--- Records to process ---
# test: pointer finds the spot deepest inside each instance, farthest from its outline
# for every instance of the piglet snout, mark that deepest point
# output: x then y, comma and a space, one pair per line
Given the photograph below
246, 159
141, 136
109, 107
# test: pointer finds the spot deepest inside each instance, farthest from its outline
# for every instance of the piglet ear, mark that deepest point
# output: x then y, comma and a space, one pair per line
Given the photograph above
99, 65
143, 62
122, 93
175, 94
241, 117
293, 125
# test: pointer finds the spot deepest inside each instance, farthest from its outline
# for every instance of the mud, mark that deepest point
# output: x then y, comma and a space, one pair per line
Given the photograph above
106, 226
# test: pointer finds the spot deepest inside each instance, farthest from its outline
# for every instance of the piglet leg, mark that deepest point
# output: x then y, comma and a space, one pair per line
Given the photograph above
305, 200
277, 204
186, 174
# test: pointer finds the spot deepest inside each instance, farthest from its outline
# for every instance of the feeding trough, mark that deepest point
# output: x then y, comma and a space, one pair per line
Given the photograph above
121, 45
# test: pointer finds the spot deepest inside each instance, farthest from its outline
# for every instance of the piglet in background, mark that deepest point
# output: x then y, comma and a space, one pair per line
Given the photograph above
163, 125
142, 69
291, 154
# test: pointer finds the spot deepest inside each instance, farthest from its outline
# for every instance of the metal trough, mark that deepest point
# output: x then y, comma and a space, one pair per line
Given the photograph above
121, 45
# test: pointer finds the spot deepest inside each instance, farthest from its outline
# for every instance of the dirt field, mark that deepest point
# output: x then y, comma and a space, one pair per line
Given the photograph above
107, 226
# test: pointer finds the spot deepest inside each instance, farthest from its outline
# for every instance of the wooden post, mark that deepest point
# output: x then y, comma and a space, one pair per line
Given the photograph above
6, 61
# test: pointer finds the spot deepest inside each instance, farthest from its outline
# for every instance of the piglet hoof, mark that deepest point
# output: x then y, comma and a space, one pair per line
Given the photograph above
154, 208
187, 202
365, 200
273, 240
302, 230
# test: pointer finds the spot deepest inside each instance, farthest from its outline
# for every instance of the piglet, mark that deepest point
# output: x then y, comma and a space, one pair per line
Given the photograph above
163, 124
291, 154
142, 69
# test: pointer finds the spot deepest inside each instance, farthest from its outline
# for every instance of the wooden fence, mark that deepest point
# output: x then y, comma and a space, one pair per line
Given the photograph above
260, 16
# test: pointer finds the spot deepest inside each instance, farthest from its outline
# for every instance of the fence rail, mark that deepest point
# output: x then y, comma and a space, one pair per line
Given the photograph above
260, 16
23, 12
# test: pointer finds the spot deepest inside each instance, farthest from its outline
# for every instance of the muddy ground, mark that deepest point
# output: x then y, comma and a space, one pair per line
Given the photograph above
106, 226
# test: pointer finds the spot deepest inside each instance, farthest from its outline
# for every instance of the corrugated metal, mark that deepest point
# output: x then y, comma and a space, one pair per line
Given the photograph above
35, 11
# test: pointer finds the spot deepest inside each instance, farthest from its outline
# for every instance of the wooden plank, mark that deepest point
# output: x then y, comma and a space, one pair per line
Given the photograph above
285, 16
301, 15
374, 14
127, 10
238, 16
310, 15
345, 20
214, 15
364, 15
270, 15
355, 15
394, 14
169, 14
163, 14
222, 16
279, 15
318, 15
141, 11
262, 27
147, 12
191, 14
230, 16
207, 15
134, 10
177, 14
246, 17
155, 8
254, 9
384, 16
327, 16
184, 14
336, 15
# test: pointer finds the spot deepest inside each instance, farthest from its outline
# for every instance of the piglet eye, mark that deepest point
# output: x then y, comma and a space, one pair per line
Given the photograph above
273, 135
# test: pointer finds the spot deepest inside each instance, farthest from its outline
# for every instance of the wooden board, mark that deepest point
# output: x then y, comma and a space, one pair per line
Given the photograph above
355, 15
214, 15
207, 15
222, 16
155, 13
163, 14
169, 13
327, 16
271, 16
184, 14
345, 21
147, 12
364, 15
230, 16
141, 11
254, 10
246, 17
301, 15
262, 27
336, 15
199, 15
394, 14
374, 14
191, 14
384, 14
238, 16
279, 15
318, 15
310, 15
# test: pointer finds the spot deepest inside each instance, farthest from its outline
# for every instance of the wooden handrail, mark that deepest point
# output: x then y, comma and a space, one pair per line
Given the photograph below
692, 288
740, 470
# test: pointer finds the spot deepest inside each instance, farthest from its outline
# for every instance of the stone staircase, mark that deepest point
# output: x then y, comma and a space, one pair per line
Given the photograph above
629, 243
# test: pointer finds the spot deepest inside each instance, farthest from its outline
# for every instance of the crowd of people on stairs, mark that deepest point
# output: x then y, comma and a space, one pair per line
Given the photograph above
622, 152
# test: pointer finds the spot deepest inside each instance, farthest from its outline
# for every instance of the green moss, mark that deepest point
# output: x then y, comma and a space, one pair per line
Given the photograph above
---
▶ **Aim**:
Repeat the material word for word, in full.

▶ **The response**:
# test: pointer finds the spot deepest inside each instance, farthest from its outline
# for every instance of the piglet snout, mark that deepest point
# output: x then y, comma and a space, one pair per line
Given the photograph below
246, 159
141, 136
109, 107
# test: pointer finds the spot deepest inside each instance, farthest from its outline
# for every instance of the piglet ear, mark that deepest point
# output: x then y, comma and a space, one pair per line
Given the photograph above
99, 65
143, 62
122, 93
175, 94
241, 117
293, 125
# test: pointer finds the spot deepest inside each instance, farthest from its outline
# for every instance of the mud, mark that deepest point
# output: x then y, comma and a space, one pair per line
Given the photograph above
106, 226
# test: pointer finds the spot deepest inside each instance, farthest from its outline
# for every instance of the piglet leg, mark that deepest point
# output: x then y, comma and a space, one pair per line
Given the photograph above
305, 200
277, 204
186, 174
# test: pointer finds the spot deepest inside each instance, farthest from its outline
# for every instance of the feeding trough, mark that deepest point
# output: x then y, comma and a space, one pair per line
Given the photograph above
121, 45
# test: pointer finds the spot deepest inside each instance, farthest from its outline
# for every instance of the piglet in background, mark that deepest point
# output: x then y, comma and a space, one pair per line
Given the photograph above
163, 125
142, 69
291, 154
# test: pointer finds the spot deepest inside each instance, farthest from its outline
# for every instance of the metal trough, mark that deepest point
# output: x then y, comma and a space, one pair per line
Given the photograph above
121, 45
# test: pointer finds the spot deepest inside each instance, farthest from its outline
# for every instance of the dirt field, mark that deepest point
# output: x then y, comma and a space, one pair per line
Given the photograph above
107, 226
# test: pointer finds the spot deepest inside each instance, farthest from its outline
# for every instance of the wooden post, mark that deepest point
# output: x then y, comma and a space, one pair per line
Given the photograph above
6, 61
# test: pointer finds the spot deepest inside each instance, farthest from its outline
# for every instance of the piglet hoof, mark that deepest point
# output: x then y, comma and a space, one pair per line
Given the photograph above
154, 208
187, 202
365, 200
273, 240
302, 230
# test: pointer finds the spot deepest inside each instance, farthest from its outline
# for every instance of the piglet, mark that deepest point
# output: x then y, comma and a space, one pair per line
Given the photograph above
163, 124
291, 154
142, 69
# test: pointer finds the spot deepest inside each instance, farthest from its outline
# for every instance of the wooden fence, mark that deepest point
# output: x then y, comma and a space, one pair per line
Given the photograph above
260, 16
# test: pointer finds the spot deepest inside each instance, farthest from its outline
# for every instance of the fence rail, mark that deepest point
# output: x then y, comma and a space, one pair per line
Given the photograph above
260, 16
23, 12
# test: pointer finds the spot deepest inside each instance, farthest from its outline
# for every instance of the muddy ground, mark that deepest point
# output: x then y, comma and a space, one pair per line
Given the photograph above
106, 226
# test: pointer finds the spot deepest inside each instance, farthest from its outline
# for every instance of the corrugated metal, mark that deepest point
# output: x then y, comma and a space, one pair per line
Given the photograph above
35, 11
# test: pointer finds the spot deepest inside each instance, farthest from its outline
# for every instance of the wooden plank, mark that deepest point
# output: x then y, comma and a space, one pair per line
Given the photograph above
285, 16
301, 15
374, 14
127, 10
238, 16
310, 15
345, 20
214, 15
364, 15
270, 15
355, 15
394, 14
169, 14
163, 14
222, 16
279, 15
318, 15
141, 11
262, 27
147, 12
191, 14
230, 16
207, 15
134, 10
177, 14
246, 17
155, 8
254, 9
384, 16
327, 16
184, 14
336, 15
# test: pointer finds the spot deepest inside each instance, farthest from its outline
# for every instance of the piglet eye, mark that deepest point
# output: x then y, comma and a space, one pair per line
Given the photograph above
273, 135
# test: pointer finds the spot deepest inside each instance, farthest from its outline
# for every instance of the wooden board, mark that deepest point
# output: x then y, comma and a space, one pair per line
Given the photograph above
355, 15
214, 15
207, 15
222, 16
155, 13
163, 14
169, 13
327, 16
271, 16
184, 14
345, 21
147, 12
364, 15
230, 16
141, 11
254, 10
246, 17
301, 15
262, 27
336, 15
199, 15
394, 14
374, 14
191, 14
384, 14
238, 16
279, 15
318, 15
310, 15
# test: pointer finds the spot deepest inside each instance, farthest from its outline
# for every instance of the wooden handrail, mark that deepest point
# output: x then y, comma and a space, one pair per line
Given the photograph below
692, 288
740, 470
# test: pointer finds the spot deepest inside each instance, farthest from its outline
# for every instance of the stone staircase, mark that deepest point
# output: x then y, comma and a space, one pair per line
Given the photograph above
629, 243
# test: pointer finds the spot deepest inside each instance, farthest from its outline
# for every instance of the crowd of people on stairs, mark that deepest point
# output: x then y, comma and a space, one pair per line
Given the photograph above
622, 152
# test: pointer finds the spot deepest inside each instance, farthest from its outline
# for every instance of the green moss, mark that deepest point
# output: x then y, comma and a space, one pair per line
Given the photograph above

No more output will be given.